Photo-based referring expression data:
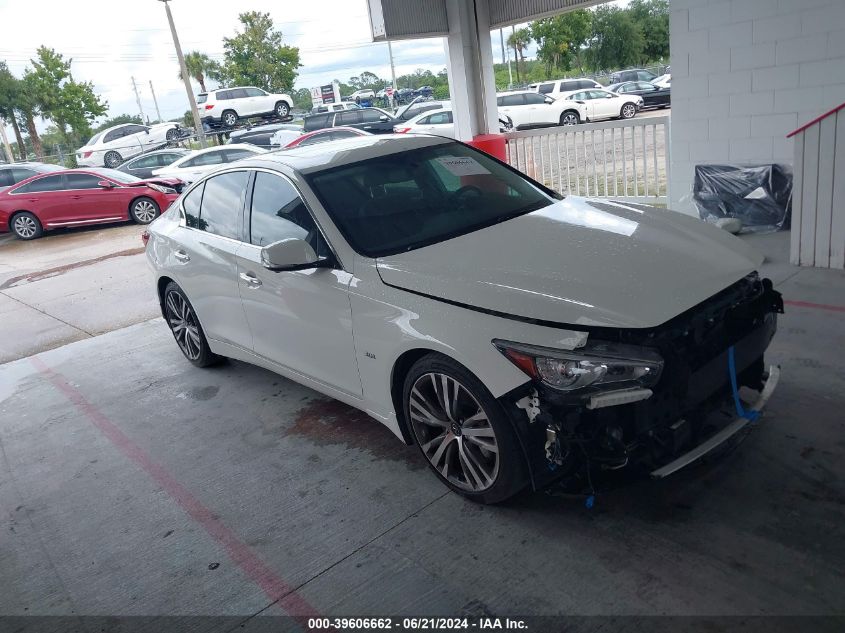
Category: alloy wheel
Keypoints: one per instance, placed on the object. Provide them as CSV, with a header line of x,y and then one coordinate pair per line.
x,y
25,226
454,432
183,323
145,211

▸ **Task item**
Leave out the pictures and return every record word for word.

▸ **Reply**
Category: alloy wheel
Keypoints: one per instance, placed on the object. Provide them as CSV, with a header line of x,y and then one coordinate pair per line.
x,y
25,226
454,432
183,323
145,211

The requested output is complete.